Data for this task ::
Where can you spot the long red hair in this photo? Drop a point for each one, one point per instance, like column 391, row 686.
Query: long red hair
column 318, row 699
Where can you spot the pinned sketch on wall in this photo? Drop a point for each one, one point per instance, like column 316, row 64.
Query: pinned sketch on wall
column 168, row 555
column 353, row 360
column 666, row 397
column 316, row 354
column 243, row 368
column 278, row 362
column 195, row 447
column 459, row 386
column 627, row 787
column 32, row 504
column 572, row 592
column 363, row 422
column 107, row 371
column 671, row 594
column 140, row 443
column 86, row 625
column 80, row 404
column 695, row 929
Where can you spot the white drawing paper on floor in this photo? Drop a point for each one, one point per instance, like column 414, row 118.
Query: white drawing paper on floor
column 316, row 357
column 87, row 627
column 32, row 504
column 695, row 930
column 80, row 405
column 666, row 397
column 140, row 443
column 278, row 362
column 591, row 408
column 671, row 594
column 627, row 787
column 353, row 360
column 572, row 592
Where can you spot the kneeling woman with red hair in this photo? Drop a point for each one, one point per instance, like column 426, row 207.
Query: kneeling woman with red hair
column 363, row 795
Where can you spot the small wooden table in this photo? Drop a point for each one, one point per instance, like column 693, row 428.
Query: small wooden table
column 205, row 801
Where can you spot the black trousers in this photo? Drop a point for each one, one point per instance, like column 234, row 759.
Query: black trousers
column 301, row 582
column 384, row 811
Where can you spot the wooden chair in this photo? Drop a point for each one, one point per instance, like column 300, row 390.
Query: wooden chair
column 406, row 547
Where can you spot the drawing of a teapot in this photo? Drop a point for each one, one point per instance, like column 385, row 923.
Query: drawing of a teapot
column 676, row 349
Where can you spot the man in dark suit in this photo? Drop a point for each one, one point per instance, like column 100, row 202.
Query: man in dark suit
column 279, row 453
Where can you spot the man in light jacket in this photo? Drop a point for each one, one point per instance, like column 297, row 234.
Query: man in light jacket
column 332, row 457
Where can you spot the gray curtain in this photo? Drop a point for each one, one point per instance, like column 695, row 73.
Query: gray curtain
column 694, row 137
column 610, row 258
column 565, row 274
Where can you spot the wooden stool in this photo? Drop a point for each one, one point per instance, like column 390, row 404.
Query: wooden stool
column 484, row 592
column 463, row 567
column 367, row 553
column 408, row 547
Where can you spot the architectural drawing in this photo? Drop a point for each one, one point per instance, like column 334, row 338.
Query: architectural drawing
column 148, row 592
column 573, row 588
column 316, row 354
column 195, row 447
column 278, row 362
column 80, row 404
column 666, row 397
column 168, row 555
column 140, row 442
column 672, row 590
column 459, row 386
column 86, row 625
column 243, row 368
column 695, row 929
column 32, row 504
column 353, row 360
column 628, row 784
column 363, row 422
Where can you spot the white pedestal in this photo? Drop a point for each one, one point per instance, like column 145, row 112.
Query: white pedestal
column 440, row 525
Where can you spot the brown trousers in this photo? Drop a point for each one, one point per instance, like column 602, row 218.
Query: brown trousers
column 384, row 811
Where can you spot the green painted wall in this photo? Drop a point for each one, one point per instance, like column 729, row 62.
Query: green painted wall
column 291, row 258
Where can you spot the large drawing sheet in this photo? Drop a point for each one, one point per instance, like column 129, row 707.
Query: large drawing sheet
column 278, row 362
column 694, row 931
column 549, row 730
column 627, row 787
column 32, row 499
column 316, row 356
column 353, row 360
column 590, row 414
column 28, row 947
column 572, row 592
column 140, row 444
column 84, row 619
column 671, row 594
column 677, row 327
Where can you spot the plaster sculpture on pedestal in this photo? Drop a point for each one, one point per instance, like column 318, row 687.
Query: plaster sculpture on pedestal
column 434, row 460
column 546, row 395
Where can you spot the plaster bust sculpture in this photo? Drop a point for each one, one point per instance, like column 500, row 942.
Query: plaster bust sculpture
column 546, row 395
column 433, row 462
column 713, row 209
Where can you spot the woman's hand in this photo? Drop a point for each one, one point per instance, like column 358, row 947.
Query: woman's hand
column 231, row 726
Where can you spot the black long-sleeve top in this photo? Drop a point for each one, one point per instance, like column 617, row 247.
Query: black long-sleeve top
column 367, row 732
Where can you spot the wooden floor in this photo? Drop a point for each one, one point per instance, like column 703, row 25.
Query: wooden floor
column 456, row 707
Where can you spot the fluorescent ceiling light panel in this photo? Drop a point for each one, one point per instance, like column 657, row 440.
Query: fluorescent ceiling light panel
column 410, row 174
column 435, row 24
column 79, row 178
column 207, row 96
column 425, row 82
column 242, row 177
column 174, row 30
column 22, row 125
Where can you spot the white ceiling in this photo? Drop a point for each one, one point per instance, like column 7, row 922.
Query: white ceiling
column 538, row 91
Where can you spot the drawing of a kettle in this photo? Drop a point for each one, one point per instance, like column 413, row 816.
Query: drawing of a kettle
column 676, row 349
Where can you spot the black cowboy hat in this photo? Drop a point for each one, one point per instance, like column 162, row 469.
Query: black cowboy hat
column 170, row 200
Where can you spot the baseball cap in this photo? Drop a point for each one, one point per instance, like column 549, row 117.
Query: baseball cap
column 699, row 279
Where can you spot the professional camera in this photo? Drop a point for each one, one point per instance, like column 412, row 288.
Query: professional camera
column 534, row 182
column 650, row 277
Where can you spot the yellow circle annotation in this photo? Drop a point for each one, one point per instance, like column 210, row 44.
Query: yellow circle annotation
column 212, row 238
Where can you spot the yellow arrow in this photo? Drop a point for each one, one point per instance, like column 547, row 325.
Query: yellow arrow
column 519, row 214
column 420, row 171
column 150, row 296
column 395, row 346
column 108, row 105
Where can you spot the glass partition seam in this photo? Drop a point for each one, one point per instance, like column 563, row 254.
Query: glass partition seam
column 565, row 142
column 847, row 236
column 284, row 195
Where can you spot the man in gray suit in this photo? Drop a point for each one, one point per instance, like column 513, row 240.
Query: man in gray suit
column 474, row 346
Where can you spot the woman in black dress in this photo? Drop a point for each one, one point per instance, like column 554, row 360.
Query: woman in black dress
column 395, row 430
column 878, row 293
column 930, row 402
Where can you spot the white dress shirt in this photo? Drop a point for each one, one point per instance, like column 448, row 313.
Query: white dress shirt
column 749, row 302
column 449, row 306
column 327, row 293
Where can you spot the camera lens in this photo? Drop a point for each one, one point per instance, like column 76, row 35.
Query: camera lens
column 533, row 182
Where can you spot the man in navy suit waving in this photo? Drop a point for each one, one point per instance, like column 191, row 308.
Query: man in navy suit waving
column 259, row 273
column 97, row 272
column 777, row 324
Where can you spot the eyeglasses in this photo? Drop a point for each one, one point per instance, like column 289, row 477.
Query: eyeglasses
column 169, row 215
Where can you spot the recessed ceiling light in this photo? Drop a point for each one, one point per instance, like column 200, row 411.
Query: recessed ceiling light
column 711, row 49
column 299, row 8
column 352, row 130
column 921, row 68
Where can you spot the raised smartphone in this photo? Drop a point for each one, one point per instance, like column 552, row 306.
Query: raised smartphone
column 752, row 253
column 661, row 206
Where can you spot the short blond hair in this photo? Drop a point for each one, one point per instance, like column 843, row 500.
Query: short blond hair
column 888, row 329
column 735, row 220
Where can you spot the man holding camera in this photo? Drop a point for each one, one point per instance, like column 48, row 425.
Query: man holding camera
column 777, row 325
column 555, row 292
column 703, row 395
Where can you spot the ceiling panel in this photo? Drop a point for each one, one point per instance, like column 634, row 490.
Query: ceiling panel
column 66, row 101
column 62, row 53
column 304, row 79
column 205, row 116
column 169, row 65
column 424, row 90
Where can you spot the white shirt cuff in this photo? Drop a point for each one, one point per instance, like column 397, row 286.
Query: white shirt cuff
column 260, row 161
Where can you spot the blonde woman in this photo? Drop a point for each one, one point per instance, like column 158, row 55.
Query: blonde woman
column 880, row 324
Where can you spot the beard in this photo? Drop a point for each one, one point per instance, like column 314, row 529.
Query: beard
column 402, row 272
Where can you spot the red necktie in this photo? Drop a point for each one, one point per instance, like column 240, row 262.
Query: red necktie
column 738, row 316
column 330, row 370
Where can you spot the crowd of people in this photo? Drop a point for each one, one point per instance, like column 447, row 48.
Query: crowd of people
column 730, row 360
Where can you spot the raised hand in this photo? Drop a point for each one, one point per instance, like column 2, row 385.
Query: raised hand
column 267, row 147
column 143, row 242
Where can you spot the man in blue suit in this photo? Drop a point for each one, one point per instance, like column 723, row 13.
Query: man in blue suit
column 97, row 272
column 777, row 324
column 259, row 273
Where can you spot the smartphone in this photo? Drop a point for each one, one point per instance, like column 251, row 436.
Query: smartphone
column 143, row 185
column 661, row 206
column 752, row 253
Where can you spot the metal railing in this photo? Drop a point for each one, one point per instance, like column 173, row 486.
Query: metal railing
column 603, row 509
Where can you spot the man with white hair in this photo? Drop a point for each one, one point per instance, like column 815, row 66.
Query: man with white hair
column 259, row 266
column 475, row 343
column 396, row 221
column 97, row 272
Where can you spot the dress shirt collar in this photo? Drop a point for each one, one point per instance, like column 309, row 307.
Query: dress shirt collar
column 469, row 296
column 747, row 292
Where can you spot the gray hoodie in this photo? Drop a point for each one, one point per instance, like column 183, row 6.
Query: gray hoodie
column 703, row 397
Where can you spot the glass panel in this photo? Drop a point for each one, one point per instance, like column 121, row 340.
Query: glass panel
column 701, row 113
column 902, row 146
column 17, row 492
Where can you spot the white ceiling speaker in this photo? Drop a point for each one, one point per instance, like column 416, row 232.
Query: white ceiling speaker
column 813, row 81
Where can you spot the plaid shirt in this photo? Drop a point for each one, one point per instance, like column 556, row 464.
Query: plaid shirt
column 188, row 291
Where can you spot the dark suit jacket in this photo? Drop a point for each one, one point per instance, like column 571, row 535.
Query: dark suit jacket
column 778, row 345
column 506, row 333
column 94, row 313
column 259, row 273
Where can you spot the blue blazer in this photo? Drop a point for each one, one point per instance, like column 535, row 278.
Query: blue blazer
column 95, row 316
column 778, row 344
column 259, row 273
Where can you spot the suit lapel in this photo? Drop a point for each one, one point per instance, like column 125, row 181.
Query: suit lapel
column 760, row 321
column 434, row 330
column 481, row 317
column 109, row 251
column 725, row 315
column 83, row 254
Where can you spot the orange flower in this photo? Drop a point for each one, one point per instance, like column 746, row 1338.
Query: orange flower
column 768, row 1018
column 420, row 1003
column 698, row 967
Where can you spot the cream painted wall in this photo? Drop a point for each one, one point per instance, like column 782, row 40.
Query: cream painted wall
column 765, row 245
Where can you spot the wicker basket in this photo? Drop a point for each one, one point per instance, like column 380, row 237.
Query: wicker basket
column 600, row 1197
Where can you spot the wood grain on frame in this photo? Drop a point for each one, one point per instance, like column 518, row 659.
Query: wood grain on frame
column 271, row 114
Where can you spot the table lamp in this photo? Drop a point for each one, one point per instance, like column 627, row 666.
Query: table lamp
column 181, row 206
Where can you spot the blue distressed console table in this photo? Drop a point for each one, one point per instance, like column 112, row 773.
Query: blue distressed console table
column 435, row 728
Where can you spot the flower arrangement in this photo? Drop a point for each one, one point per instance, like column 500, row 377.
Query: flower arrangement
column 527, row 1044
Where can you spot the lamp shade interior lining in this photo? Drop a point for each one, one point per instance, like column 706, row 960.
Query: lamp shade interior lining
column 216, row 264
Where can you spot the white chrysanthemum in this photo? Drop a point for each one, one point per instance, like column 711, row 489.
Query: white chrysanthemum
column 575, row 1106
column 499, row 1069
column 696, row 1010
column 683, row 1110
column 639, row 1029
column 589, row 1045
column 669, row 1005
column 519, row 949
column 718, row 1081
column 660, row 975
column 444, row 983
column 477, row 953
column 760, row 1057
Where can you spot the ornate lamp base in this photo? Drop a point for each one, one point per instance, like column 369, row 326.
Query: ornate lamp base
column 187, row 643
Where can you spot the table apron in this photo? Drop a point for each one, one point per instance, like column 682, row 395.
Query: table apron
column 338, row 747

What to work on :: Arrange the lines from the start of the items through the line containing "column 279, row 453" as a JSON list of strings, one string per line, with blank lines omitted.

Answer ::
[
  "Where can you spot the long red hair in this photo? Drop a point for each one, one point per instance, like column 391, row 686.",
  "Query: long red hair",
  "column 318, row 699",
  "Where can you spot the pinned sketch on wall in this photo? Drop a point for each one, one point per instance, like column 316, row 64.",
  "Query: pinned sketch on wall",
  "column 168, row 555",
  "column 353, row 360",
  "column 666, row 397",
  "column 316, row 354",
  "column 243, row 368",
  "column 278, row 362",
  "column 195, row 447",
  "column 459, row 386",
  "column 627, row 787",
  "column 32, row 504",
  "column 572, row 592",
  "column 363, row 422",
  "column 107, row 371",
  "column 671, row 594",
  "column 140, row 443",
  "column 86, row 625",
  "column 80, row 404",
  "column 695, row 929",
  "Where can you spot the white drawing paper on floor in this photo? Drop a point for each one, one point per instance, like column 414, row 118.",
  "Query: white drawing paper on floor",
  "column 316, row 357",
  "column 87, row 627",
  "column 32, row 504",
  "column 695, row 930",
  "column 80, row 405",
  "column 666, row 397",
  "column 140, row 443",
  "column 278, row 362",
  "column 591, row 408",
  "column 671, row 594",
  "column 627, row 787",
  "column 353, row 360",
  "column 572, row 592",
  "Where can you spot the kneeling woman with red hair in this photo? Drop a point for each one, one point per instance, like column 426, row 207.",
  "Query: kneeling woman with red hair",
  "column 363, row 795",
  "Where can you spot the small wooden table in this photo? Drop a point for each one, one point per instance, like column 693, row 428.",
  "Query: small wooden table",
  "column 205, row 801",
  "Where can you spot the black trousers in this photo? Drop a point for each one, one point per instance, like column 234, row 759.",
  "Query: black trousers",
  "column 301, row 582",
  "column 384, row 811",
  "Where can you spot the wooden chair in this photo? Drop a point for each one, one point per instance, like column 300, row 390.",
  "Query: wooden chair",
  "column 406, row 547",
  "Where can you spot the drawing of a teapot in this photo? Drop a point for each one, one point per instance, like column 385, row 923.",
  "Query: drawing of a teapot",
  "column 676, row 349",
  "Where can you spot the man in dark suit in this photo? Drop a point for each one, one point per instance, like column 100, row 202.",
  "Query: man in dark suit",
  "column 279, row 453"
]